» **AUFGABE**
Gib aus der Buchbesprechung unten die Stelle wortgetreu wieder, die bei „Lernen aus beispielhaften“ beginnt und bei „Management-Entscheidungen weiterhelfen sollen.“ endet.

» **AUSGANGSTEXT**
◆ ◆ ◆ ◆ ◆

75 vorbildliche Unternehmungen

Lernen aus beispielhaften Geschäftsentscheidungen

08.09.2000
Die nach Meinung des Autors 75 besten Management-Entscheidungen aller Zeiten ordnet er in zehn Kategorien, die er als zentral für den Erfolg von Geschäftsideen ansieht. "Marketing", "Das richtige Gefühl" oder "Vielsagende Namen" klingen dabei aber reichlich vage. Der Wert des Buches besteht mehr in der Darstellung interessanter Firmengeschichten. Von Inge Steutzger*

Geschäftlicher Erfolg ist nicht auf einen Nenner zu bringen. Deswegen geht Crainer lieber nach einem Bausteinprinzip vor: Er wählt "eklektisch und exzentrisch" 75 Geschäftsideen mit bahnbrechendem Erfolg aus, die er kurz in die jeweilige Firmengeschichte einordnet. Dazu gesellen sich jeweils die "wichtigsten Lehren", die dem Leser in seinen eigenen Management-Entscheidungen weiterhelfen sollen.

◆ ◆ ◆ ◆ ◆

» **DATENBLOCK**

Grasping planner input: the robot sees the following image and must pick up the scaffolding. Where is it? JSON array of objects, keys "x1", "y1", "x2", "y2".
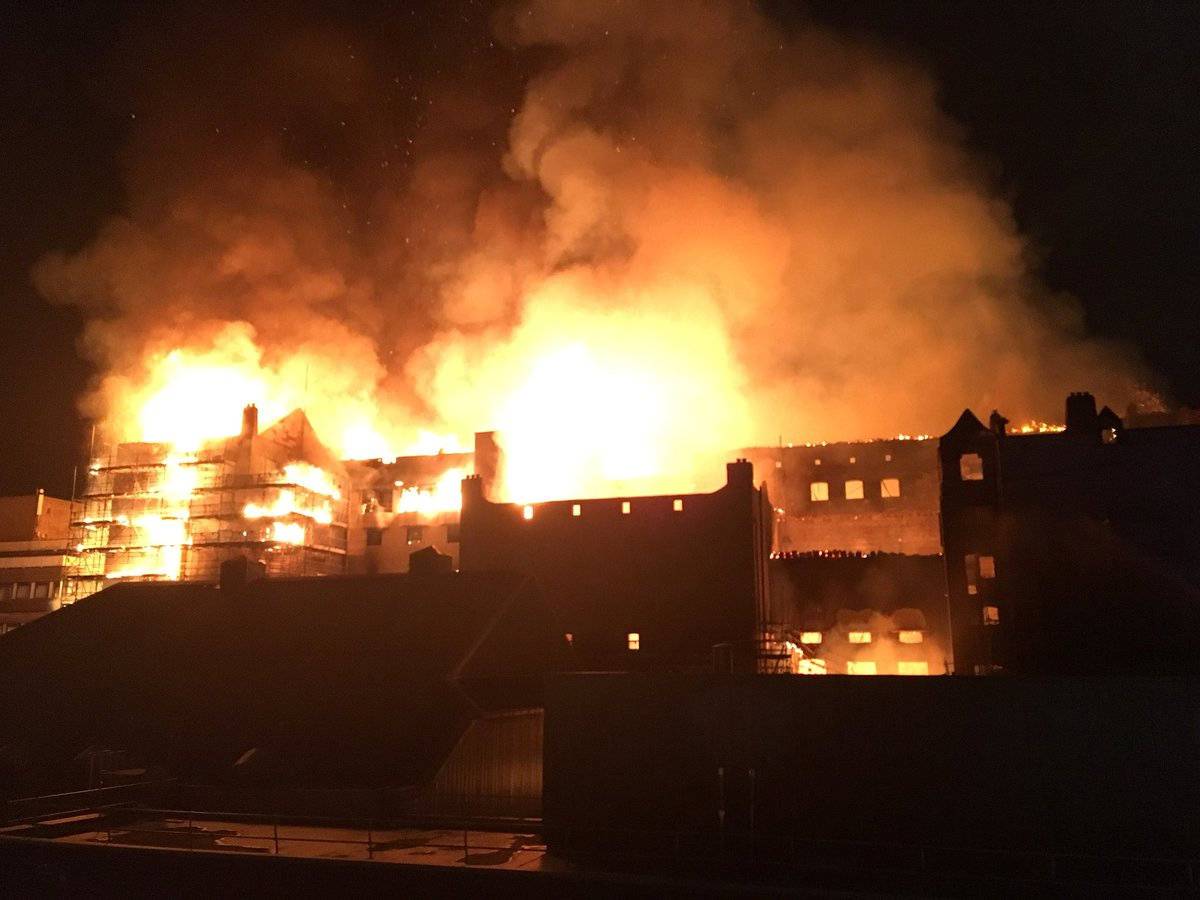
[{"x1": 64, "y1": 442, "x2": 348, "y2": 602}]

◆ ◆ ◆ ◆ ◆

» **VOLLSTÄNDIGE LÖSUNG**
Lernen aus beispielhaften Geschäftsentscheidungen

08.09.2000
Die nach Meinung des Autors 75 besten Management-Entscheidungen aller Zeiten ordnet er in zehn Kategorien, die er als zentral für den Erfolg von Geschäftsideen ansieht. "Marketing", "Das richtige Gefühl" oder "Vielsagende Namen" klingen dabei aber reichlich vage. Der Wert des Buches besteht mehr in der Darstellung interessanter Firmengeschichten. Von Inge Steutzger*

Geschäftlicher Erfolg ist nicht auf einen Nenner zu bringen. Deswegen geht Crainer lieber nach einem Bausteinprinzip vor: Er wählt "eklektisch und exzentrisch" 75 Geschäftsideen mit bahnbrechendem Erfolg aus, die er kurz in die jeweilige Firmengeschichte einordnet. Dazu gesellen sich jeweils die "wichtigsten Lehren", die dem Leser in seinen eigenen Management-Entscheidungen weiterhelfen sollen.